Un dramma familiare travestito da giallo giudiziario. Bill Baker, un red-blooded American con tanto di aquila, teschi e coltelli tatuati sul braccio, è impiegato nelle piattaforme petrolifere dell’Oklahoma, da cui regolarmente parte per far visita oltreoceano alla figlia incarcerata da anni con l’accusa di omicidio. Un nuovo indizio restituirà ai due un barlume di speranza nella grigia monotonia delle loro esistenze, ma farà anche riemergere debolezze e fragilità.

La ragazza di Stillwater, presentato fuori concorso al 74° Festival di Cannes e acclamato con cinque minuti di applausi, ha mostrato un Matt Damon emozionato e commosso di fronte al ritorno al cinema e al ritrovato affetto del pubblico, dopo la pandemia da Covid-19.

## [Dati di partenza]
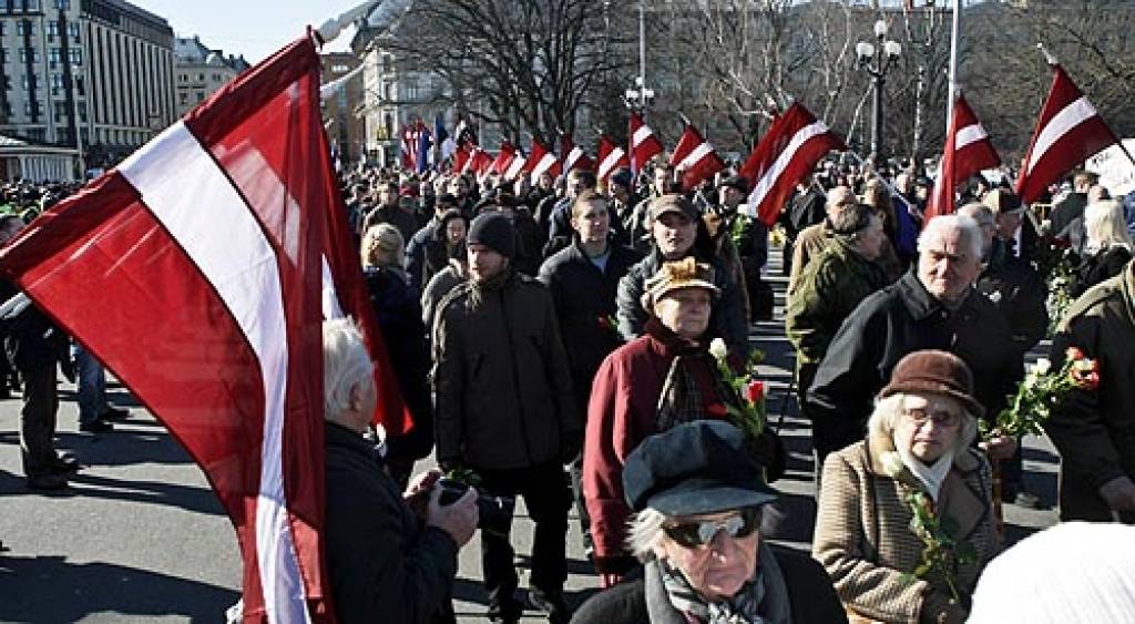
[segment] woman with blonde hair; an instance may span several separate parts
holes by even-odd
[[[990,466],[972,448],[984,412],[973,391],[958,356],[908,354],[878,395],[867,439],[824,462],[812,556],[854,624],[966,621],[998,550]]]
[[[1119,275],[1132,259],[1132,237],[1124,208],[1116,200],[1092,202],[1084,209],[1084,259],[1076,269],[1079,279],[1073,295],[1079,296],[1096,284]]]
[[[378,328],[386,341],[398,389],[414,419],[409,433],[385,440],[390,477],[405,487],[413,463],[434,449],[434,407],[426,383],[430,365],[426,326],[418,290],[410,286],[409,276],[402,268],[403,241],[398,228],[378,224],[367,229],[360,246],[370,303],[378,317]]]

## [Esercizi da svolgere]
[1] Nel testo sul film, per quanti minuti è stato applaudito a Cannes?
[2] Trascrivi dal testo sul film il passo che comincia con "La ragazza di" e termina con "pandemia da Covid-19.".

## [Risposte agli esercizi]
[1] Cinque minuti.

[2]
La ragazza di Stillwater, presentato fuori concorso al 74° Festival di Cannes e acclamato con cinque minuti di applausi, ha mostrato un Matt Damon emozionato e commosso di fronte al ritorno al cinema e al ritrovato affetto del pubblico, dopo la pandemia da Covid-19.